◆ Text shown ◆
----

Neighbors said they hope they’ll see the last of such encounters soon.

Charles Croce, 74, a Fairmount resident and the retired executive director of the Philadelphia History Museum, said neighbors have been made to feel “we aren’t relevant. I don’t feel we have a voice.”

Craig Meritz, 65, a technology assistant who lives five blocks from the encampment, said, “It’s all been so very frustrating.” He said he’s tired of discovering human excrement beneath hedges outside houses in the neighborhood. “I don’t know why it’s taking the city so long” to resolve matters.

Actually, both organizers and city officials said, great progress has been made.

“The number of tents and people is vastly reduced,” said Eva Gladstein, deputy managing director for health and human services, and a negotiator. “I understand neighbors' patience is ebbing, but we’ve turned a corner, and I believe we’ll be successful.”

The site grew to around 150 tents after it was formed on June 10, Gladstein said. But at the start of last week, just 70 tents remained. Many fewer were standing by Friday, she said.

----

◆ Work order 1 ◆
Reproduce word for word the part of the encampment passage that begins at the words "The site grew" and stops after "Friday, she said.".
◆ Work order 2 ◆
Continue the passage about the encampment and its neighbors, starting after its last sentence.

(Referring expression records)
----

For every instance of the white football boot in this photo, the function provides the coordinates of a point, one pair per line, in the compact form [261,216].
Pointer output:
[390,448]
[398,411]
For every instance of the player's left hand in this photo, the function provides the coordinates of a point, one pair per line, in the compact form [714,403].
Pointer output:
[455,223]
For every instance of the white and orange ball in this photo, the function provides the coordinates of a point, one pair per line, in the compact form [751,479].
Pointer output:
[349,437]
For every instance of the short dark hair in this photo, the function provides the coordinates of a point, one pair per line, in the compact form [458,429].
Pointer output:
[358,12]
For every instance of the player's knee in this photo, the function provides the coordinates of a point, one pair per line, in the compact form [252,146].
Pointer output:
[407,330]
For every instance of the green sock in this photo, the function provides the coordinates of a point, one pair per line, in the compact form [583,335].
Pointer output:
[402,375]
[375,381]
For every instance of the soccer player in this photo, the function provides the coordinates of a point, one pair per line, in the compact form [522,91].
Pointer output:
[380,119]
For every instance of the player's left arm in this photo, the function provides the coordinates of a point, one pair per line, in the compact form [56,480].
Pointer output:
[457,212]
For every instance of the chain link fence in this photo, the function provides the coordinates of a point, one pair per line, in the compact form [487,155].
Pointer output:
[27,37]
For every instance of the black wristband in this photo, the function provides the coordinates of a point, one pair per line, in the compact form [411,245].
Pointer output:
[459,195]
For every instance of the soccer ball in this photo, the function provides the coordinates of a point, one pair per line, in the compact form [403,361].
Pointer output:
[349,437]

----

◆ Exercise result 1 ◆
The site grew to around 150 tents after it was formed on June 10, Gladstein said. But at the start of last week, just 70 tents remained. Many fewer were standing by Friday, she said.

◆ Exercise result 2 ◆
The vast majority of tents that had been up in the last few weeks were identified by organizers as unoccupied, and were being collected and carted away, Gladstein said.

But at least one tent in which a woman was living had been accidentally taken, according to activist Jamaal Henderson of ACT UP Philadelphia, a nonprofit that fights AIDS. Henderson has donated time to help encampment organizers.

“They’re only supposed to be taking tents where no one lives,” Henderson said. “The girl was out helping paint a mural for the city.”

City officials said they were unaware that any such mistake had been made.

A wider problem is chafing occupants, said Jeremy Williams, who described himself as an encampment resident, as well as a mediator and a minister.

“The camp mindset is people thought they’d be getting houses right after de-camping,” Williams said. “A lot don’t understand that that’s not what’s happening.”

The deal with the city stipulates that encampment residents move to shelters or other forms of temporary housing before the 50 houses in which they’ll be living are refurbished, and before the tiny-house villages are built.

“For some people, shelters aren’t an option,” Henderson said. “They feel it’s not safe.” He said he’s reaching out to activists across the city to find housing for those about to leave the encampment.

“This is not a win until all these people are taken care of,” Henderson said.

One encampment resident disagreed, saying the city had witnessed a triumph.

“The mayor helped by giving us every opportunity,” said the man, who didn’t want to be identified. “And camp leadership did a fair enough job.”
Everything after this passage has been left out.